» THE EXERCISE: In the essay below about going vegetarian, what does raising livestock need massive amounts of?

» QUOTED TEXT:
----------------

Being vegetarian has never been an option in my household.

Which is why, when my newly veg friend asked how I could square off my beliefs with eating meat, I didn’t have an answer that went beyond my greedy taste buds. Turns out, I had never questioned the culture in which I was brought up. I refused to acknowledge that my lifestyle was getting in the way of me standing up for what I truly believe in. If my mantra of leading life is kindness, how have I always been doing the exact opposite of that?

By now, enough studies that have shown us ill effects of eating animals. Raising livestock needs massive amounts of water, grain, and farmland. Being a “woke” millennial who is one generation away from the Earth imploding, I do consider it my responsibility to live a more accountable life than the ones before us. And no matter how delicious are, we can’t deny that animals are treated in the most inhumane manner before they are chopped up and served to us. Chickens are stacked in crates with no space to breathe or move. They are injected with hormones — just like the cows who are forced to give us milk year-round. Reading PETA reports on the treatment of these animals has always sent shudders down my spine.

Now, I’m not here to preach the veggie gospel, especially in these polarised times when even the food on your plate is political. I could tell you how my life has changed, how I have tons of energy and feel closer to God. But the truth is, it’s only been a few months since I’ve converted.

I knew that taking this step would be hard, but I didn’t know it would be this tough! And of course, in my attempt to stay away from meat and going through self- inflicted panic attacks every now and then – it’s my body’s reflex, you’ll probably get them too – I do find myself bumping into vegetarians converts. If I thought I’d be sighing in relief, I was so wrong; most of them just make me want to pull my hair out with nonchalant suggestions like, ‘‘Well it’s easy. One day, you just quit. And that’s that.”

How? How. Did. They. Do. It? Where do they even get the discipline from? I never thought myself to be a weak human being but every time my stomach growls, all I can think of are succulent, tender chicken hot wings drizzled with sesame seeds. I pull out my phone and my fingers automatically pull up the Zomato app and there I see the golden words: “Use Code Tasty for 50% off.”

----------------

» GIVEN INFORMATION:
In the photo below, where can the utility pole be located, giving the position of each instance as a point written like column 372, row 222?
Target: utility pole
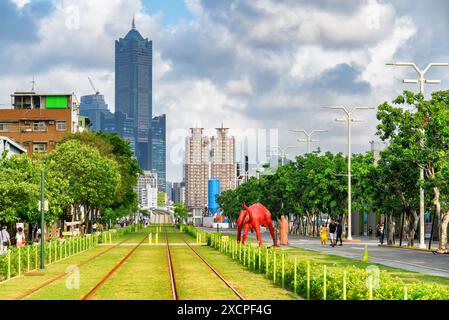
column 308, row 139
column 422, row 80
column 349, row 119
column 42, row 264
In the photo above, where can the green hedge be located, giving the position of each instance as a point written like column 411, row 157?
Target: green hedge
column 361, row 284
column 19, row 261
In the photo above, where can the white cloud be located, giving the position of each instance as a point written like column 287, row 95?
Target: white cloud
column 251, row 67
column 21, row 3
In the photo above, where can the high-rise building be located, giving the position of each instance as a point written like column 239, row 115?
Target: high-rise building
column 223, row 163
column 147, row 190
column 158, row 150
column 95, row 108
column 133, row 93
column 178, row 192
column 196, row 170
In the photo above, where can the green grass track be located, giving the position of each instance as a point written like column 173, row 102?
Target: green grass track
column 145, row 274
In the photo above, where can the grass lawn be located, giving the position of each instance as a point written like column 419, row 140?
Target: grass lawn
column 194, row 279
column 144, row 276
column 252, row 286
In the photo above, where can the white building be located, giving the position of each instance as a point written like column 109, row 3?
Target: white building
column 147, row 190
column 223, row 162
column 10, row 146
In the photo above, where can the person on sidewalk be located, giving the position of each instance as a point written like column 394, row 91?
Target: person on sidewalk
column 20, row 238
column 5, row 240
column 283, row 230
column 324, row 234
column 381, row 234
column 333, row 233
column 339, row 233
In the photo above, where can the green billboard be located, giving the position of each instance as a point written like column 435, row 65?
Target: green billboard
column 56, row 102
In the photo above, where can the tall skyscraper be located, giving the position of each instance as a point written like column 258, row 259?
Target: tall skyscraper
column 95, row 108
column 133, row 93
column 178, row 192
column 158, row 150
column 147, row 190
column 223, row 163
column 196, row 171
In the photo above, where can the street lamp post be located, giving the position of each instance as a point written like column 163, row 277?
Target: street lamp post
column 349, row 119
column 308, row 140
column 422, row 80
column 42, row 264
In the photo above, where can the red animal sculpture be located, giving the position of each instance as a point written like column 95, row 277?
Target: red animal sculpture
column 253, row 218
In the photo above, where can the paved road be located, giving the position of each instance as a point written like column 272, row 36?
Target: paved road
column 412, row 260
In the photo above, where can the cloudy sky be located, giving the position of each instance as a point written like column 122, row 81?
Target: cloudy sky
column 261, row 67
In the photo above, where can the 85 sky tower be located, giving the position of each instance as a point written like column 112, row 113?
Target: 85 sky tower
column 133, row 93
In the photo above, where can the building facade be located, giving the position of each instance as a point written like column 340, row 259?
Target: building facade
column 11, row 147
column 223, row 162
column 147, row 190
column 159, row 150
column 133, row 93
column 95, row 108
column 178, row 194
column 39, row 121
column 196, row 170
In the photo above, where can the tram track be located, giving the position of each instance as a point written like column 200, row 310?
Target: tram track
column 215, row 271
column 117, row 266
column 170, row 269
column 62, row 274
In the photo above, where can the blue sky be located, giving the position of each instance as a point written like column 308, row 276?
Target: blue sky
column 255, row 65
column 172, row 10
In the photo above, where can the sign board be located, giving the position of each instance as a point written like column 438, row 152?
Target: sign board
column 45, row 205
column 56, row 102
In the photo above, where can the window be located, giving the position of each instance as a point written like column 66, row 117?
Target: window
column 39, row 126
column 39, row 147
column 4, row 126
column 61, row 126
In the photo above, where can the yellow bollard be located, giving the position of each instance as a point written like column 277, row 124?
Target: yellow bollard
column 28, row 258
column 20, row 260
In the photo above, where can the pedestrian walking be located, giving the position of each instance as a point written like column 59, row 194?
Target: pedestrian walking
column 333, row 233
column 339, row 233
column 20, row 238
column 283, row 230
column 5, row 240
column 381, row 234
column 324, row 230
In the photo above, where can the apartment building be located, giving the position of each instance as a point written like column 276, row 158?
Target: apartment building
column 39, row 121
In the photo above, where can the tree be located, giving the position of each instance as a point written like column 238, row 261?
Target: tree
column 181, row 212
column 420, row 138
column 93, row 179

----------------

» FINISHED TASK: Water, grain, and farmland.